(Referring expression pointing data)
__________________________________________________

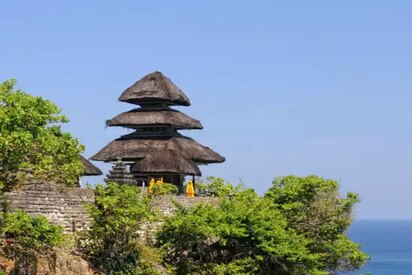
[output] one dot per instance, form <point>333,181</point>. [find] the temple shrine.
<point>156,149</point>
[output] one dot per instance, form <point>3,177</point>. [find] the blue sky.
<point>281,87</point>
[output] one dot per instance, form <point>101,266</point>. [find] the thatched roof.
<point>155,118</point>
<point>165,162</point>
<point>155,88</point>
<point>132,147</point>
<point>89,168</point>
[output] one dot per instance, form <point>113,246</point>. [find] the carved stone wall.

__________________________________________________

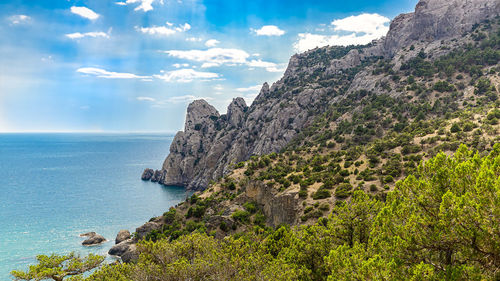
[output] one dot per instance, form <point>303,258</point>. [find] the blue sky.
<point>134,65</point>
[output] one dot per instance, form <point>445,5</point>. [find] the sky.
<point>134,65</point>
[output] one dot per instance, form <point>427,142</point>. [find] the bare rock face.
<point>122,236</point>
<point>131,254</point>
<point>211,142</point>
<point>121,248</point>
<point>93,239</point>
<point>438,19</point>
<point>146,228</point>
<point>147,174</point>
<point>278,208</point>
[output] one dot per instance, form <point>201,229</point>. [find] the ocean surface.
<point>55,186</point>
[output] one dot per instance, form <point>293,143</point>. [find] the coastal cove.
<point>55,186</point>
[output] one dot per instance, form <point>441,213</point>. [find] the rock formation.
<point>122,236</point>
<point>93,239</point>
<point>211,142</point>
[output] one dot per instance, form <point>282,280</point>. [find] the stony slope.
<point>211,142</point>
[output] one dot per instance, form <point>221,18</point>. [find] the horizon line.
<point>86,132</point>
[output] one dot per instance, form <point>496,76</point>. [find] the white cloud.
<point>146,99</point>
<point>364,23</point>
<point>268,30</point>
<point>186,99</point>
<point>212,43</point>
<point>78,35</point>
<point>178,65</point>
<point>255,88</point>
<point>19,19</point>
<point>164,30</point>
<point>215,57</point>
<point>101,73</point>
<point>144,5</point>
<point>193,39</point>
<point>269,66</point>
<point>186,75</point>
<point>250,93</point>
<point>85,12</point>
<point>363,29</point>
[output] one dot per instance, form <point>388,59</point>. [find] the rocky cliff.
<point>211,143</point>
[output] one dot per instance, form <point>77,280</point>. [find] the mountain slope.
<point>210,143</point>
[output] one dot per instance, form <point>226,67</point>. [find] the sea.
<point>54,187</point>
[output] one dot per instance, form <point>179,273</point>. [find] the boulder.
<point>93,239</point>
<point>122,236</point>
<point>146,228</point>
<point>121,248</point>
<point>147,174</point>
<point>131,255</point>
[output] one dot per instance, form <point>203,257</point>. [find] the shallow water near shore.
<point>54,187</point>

__________________________________________________

- **Exercise**: Could you reproduce, exactly, every line above from the line with "[output] one dot per instance, form <point>101,266</point>." to the line with "[output] one dot per instance, form <point>113,246</point>.", and no other line? Both ends count.

- **Exercise output**:
[output] one dot per instance, form <point>101,266</point>. [find] the thatched roof.
<point>155,118</point>
<point>165,162</point>
<point>155,88</point>
<point>132,147</point>
<point>89,168</point>
[output] one dot per instance, form <point>113,246</point>. [find] the carved stone wall.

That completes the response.